- Opening Delimiter -
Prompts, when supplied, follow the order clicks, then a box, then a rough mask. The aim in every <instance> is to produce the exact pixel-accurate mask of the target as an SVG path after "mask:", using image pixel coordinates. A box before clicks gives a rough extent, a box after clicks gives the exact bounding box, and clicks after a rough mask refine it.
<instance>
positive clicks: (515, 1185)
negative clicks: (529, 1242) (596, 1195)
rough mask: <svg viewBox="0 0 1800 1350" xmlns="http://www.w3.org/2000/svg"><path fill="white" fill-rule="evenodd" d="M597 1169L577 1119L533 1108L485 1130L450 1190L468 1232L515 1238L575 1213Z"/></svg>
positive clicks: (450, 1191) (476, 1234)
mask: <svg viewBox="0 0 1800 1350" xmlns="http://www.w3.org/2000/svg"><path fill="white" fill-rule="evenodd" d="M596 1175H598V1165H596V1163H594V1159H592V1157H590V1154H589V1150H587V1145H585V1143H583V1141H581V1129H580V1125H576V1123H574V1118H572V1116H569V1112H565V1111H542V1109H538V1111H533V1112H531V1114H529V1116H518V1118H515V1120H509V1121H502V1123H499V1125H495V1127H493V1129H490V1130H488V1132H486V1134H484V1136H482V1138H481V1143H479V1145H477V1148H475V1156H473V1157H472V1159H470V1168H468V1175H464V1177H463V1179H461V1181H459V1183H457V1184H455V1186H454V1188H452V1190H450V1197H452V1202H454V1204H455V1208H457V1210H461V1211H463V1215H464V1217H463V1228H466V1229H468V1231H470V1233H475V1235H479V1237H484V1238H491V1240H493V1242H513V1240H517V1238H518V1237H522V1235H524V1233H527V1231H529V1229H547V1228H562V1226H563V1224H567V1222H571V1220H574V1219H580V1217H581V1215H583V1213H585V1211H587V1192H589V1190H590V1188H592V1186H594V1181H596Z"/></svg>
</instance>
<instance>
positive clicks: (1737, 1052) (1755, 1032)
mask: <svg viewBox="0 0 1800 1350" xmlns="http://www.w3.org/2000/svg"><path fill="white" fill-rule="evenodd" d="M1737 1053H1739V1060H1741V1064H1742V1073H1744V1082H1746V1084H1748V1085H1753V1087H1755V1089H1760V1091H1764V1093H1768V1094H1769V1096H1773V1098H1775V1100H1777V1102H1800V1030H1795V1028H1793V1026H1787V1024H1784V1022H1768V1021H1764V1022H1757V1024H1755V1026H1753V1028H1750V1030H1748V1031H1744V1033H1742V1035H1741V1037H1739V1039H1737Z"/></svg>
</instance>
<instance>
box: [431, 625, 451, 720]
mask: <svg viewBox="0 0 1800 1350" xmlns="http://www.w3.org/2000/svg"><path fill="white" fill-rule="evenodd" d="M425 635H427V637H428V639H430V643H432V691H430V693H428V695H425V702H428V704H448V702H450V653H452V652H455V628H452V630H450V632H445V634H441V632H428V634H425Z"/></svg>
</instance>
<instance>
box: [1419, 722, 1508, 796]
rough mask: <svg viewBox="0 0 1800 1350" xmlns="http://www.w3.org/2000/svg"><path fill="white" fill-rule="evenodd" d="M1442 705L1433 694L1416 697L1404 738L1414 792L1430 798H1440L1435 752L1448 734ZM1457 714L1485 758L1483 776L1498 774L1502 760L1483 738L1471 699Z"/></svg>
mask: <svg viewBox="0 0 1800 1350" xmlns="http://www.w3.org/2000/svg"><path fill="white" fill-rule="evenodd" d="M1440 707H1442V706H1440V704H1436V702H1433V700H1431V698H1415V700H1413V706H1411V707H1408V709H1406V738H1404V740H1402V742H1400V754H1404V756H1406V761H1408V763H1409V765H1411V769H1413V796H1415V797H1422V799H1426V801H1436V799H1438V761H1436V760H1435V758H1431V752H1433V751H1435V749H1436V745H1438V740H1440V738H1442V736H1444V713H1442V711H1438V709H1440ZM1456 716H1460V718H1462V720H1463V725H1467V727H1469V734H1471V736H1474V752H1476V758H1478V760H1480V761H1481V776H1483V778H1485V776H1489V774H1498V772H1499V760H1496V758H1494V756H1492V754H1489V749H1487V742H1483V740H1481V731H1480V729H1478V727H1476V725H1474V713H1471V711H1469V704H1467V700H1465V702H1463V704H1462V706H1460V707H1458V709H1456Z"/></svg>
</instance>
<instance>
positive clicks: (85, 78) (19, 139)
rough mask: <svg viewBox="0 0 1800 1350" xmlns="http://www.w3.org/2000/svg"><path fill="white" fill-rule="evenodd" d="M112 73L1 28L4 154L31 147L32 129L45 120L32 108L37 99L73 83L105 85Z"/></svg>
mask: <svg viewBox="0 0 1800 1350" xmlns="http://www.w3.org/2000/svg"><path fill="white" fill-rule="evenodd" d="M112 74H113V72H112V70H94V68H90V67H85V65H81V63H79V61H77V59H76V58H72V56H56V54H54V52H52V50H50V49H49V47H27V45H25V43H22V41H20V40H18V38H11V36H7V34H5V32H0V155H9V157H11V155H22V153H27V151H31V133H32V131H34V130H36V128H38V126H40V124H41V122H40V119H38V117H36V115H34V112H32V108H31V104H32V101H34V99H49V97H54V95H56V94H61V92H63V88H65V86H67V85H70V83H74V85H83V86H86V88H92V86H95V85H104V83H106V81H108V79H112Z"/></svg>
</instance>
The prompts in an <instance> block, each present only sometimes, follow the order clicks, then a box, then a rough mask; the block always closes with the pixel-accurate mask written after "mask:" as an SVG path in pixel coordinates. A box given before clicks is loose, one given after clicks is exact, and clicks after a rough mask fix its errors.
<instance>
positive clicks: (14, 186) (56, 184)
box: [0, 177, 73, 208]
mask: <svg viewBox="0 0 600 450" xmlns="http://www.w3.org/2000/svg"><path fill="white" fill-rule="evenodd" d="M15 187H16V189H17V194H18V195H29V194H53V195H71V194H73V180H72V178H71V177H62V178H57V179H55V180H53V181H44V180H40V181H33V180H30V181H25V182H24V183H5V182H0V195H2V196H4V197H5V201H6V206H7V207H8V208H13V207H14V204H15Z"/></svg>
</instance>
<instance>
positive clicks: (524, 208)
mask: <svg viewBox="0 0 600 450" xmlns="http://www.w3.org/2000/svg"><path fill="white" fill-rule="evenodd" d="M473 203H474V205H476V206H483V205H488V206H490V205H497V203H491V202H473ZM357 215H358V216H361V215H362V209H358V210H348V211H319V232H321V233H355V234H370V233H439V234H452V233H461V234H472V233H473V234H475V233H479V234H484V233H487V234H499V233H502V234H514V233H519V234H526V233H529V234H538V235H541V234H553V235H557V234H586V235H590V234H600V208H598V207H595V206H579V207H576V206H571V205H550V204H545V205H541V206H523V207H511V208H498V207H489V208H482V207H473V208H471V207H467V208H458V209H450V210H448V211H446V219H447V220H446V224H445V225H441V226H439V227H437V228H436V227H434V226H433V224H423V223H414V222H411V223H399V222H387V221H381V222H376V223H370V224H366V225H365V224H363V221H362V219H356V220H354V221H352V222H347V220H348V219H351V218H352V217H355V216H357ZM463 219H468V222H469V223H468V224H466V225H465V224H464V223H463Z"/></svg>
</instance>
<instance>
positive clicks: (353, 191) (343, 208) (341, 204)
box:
- Closing Delimiter -
• **Work to complete**: Print each entry above word for word, leaving none out.

• **Your response**:
Prompts, when supplied, follow the order clicks, then a box, then a rough mask. The aim in every <instance> is to produce the exact pixel-accurate mask of the target as an SVG path after "mask:", using image pixel coordinates. A box before clicks gives a rough extent, a box after clicks gives the exact bounding box, and clicks after a rough mask refine it.
<instance>
positive clicks: (515, 1185)
negative clicks: (529, 1242) (596, 1195)
rough mask: <svg viewBox="0 0 1800 1350" xmlns="http://www.w3.org/2000/svg"><path fill="white" fill-rule="evenodd" d="M597 1169L577 1119L533 1108L485 1130L450 1190L468 1232L515 1238L575 1213Z"/></svg>
positive clicks: (450, 1191) (476, 1234)
mask: <svg viewBox="0 0 1800 1350" xmlns="http://www.w3.org/2000/svg"><path fill="white" fill-rule="evenodd" d="M596 1175H598V1165H596V1163H594V1159H592V1157H590V1154H589V1150H587V1145H585V1143H583V1141H581V1129H580V1125H576V1123H574V1118H572V1116H569V1112H565V1111H542V1109H538V1111H533V1112H531V1114H529V1116H518V1118H515V1120H509V1121H502V1123H499V1125H495V1127H493V1129H490V1130H488V1132H486V1134H484V1136H482V1138H481V1143H479V1145H477V1148H475V1156H473V1157H472V1159H470V1168H468V1175H464V1177H463V1179H461V1181H459V1183H457V1184H455V1186H454V1188H452V1190H450V1197H452V1202H454V1204H455V1208H457V1210H461V1211H463V1215H464V1217H463V1228H466V1229H468V1231H470V1233H475V1235H479V1237H484V1238H491V1240H493V1242H513V1240H517V1238H518V1237H522V1235H524V1233H527V1231H529V1229H547V1228H562V1226H563V1224H567V1222H571V1220H574V1219H580V1217H581V1215H583V1213H585V1211H587V1192H589V1190H590V1188H592V1186H594V1181H596Z"/></svg>
</instance>
<instance>
positive clicks: (1737, 1052) (1755, 1032)
mask: <svg viewBox="0 0 1800 1350" xmlns="http://www.w3.org/2000/svg"><path fill="white" fill-rule="evenodd" d="M1737 1053H1739V1060H1741V1064H1742V1073H1744V1082H1746V1084H1748V1085H1753V1087H1755V1089H1760V1091H1764V1093H1768V1094H1769V1096H1773V1098H1775V1100H1777V1102H1800V1030H1795V1028H1793V1026H1787V1024H1784V1022H1768V1021H1764V1022H1757V1024H1755V1026H1753V1028H1750V1030H1748V1031H1744V1033H1742V1035H1741V1037H1739V1039H1737Z"/></svg>
</instance>
<instance>
box: [431, 625, 451, 720]
mask: <svg viewBox="0 0 1800 1350" xmlns="http://www.w3.org/2000/svg"><path fill="white" fill-rule="evenodd" d="M425 635H427V637H428V639H430V643H432V691H430V693H428V695H425V702H428V704H448V702H450V653H452V652H455V628H452V630H450V632H445V634H441V632H428V634H425Z"/></svg>
</instance>
<instance>
box: [1419, 722, 1508, 796]
rough mask: <svg viewBox="0 0 1800 1350" xmlns="http://www.w3.org/2000/svg"><path fill="white" fill-rule="evenodd" d="M1442 705L1433 694L1416 697L1404 738L1414 792L1430 798H1440L1435 752L1448 734ZM1457 714L1485 758L1483 776L1498 774L1502 760L1483 738L1471 699Z"/></svg>
mask: <svg viewBox="0 0 1800 1350" xmlns="http://www.w3.org/2000/svg"><path fill="white" fill-rule="evenodd" d="M1440 707H1442V706H1440V704H1436V702H1433V700H1431V698H1415V700H1413V706H1411V707H1408V709H1406V738H1404V740H1402V742H1400V754H1404V756H1406V761H1408V763H1409V765H1411V769H1413V796H1415V797H1422V799H1426V801H1436V799H1438V761H1436V760H1435V758H1431V752H1433V751H1435V749H1436V745H1438V740H1440V738H1442V736H1444V713H1442V711H1438V709H1440ZM1456 716H1460V718H1462V720H1463V725H1467V727H1469V734H1471V736H1474V752H1476V758H1478V760H1480V761H1481V776H1483V778H1485V776H1489V774H1498V772H1499V760H1496V758H1494V756H1492V754H1489V749H1487V742H1483V740H1481V731H1480V729H1478V727H1476V725H1474V713H1471V711H1469V704H1467V700H1465V702H1463V704H1462V706H1460V707H1458V709H1456Z"/></svg>
</instance>
<instance>
positive clicks: (85, 78) (19, 139)
rough mask: <svg viewBox="0 0 1800 1350" xmlns="http://www.w3.org/2000/svg"><path fill="white" fill-rule="evenodd" d="M112 73L1 28L4 154L31 147L32 129L45 120L32 108L37 99L73 83L105 85Z"/></svg>
mask: <svg viewBox="0 0 1800 1350" xmlns="http://www.w3.org/2000/svg"><path fill="white" fill-rule="evenodd" d="M112 74H113V72H112V70H94V68H90V67H85V65H81V63H79V61H77V59H76V58H72V56H56V54H54V52H52V50H50V49H49V47H27V45H25V43H22V41H20V40H18V38H11V36H7V34H5V32H0V155H9V157H11V155H22V153H27V151H31V133H32V131H34V130H36V128H38V126H40V124H41V122H40V119H38V117H36V115H34V112H32V108H31V104H32V101H34V99H49V97H54V95H56V94H61V92H63V88H65V86H67V85H70V83H74V85H83V86H86V88H92V86H95V85H104V83H106V81H108V79H112Z"/></svg>
</instance>
The prompts in an <instance> block, each present only sometimes, follow the order clicks, then a box, then a rough mask; the block always closes with the pixel-accurate mask written after "mask:" as an SVG path in pixel coordinates. A box given before clicks is loose, one given after clicks is exact, and clicks after a rough mask fix its errors.
<instance>
positive clicks: (14, 186) (56, 184)
box: [0, 177, 73, 208]
mask: <svg viewBox="0 0 600 450" xmlns="http://www.w3.org/2000/svg"><path fill="white" fill-rule="evenodd" d="M15 187H16V189H17V194H18V195H29V194H53V195H71V194H73V180H72V178H71V177H62V178H57V179H55V180H53V181H44V180H40V181H33V180H30V181H25V182H24V183H5V182H0V195H2V196H4V197H5V201H6V206H7V207H8V208H13V207H14V204H15Z"/></svg>
</instance>
<instance>
positive clicks: (524, 208)
mask: <svg viewBox="0 0 600 450" xmlns="http://www.w3.org/2000/svg"><path fill="white" fill-rule="evenodd" d="M473 203H474V205H476V206H483V205H488V206H490V205H497V203H491V202H473ZM357 215H358V216H361V215H362V209H358V210H348V211H319V232H321V233H355V234H370V233H439V234H452V233H461V234H472V233H473V234H475V233H479V234H484V233H487V234H499V233H502V234H514V233H519V234H526V233H529V234H538V235H541V234H553V235H557V234H586V235H590V234H600V208H598V207H595V206H579V207H576V206H571V205H550V204H545V205H541V206H523V207H511V208H498V207H489V208H482V207H473V208H471V207H467V208H458V209H450V210H448V211H446V219H447V220H446V224H445V225H441V226H439V227H437V228H436V227H434V226H433V224H423V223H414V222H411V223H399V222H387V221H381V222H376V223H370V224H366V225H365V224H363V221H362V219H356V220H354V221H352V222H347V220H348V219H351V218H352V217H355V216H357ZM463 219H468V222H469V223H468V224H466V225H465V224H464V223H463Z"/></svg>
</instance>
<instance>
positive clicks: (353, 191) (343, 208) (341, 204)
box:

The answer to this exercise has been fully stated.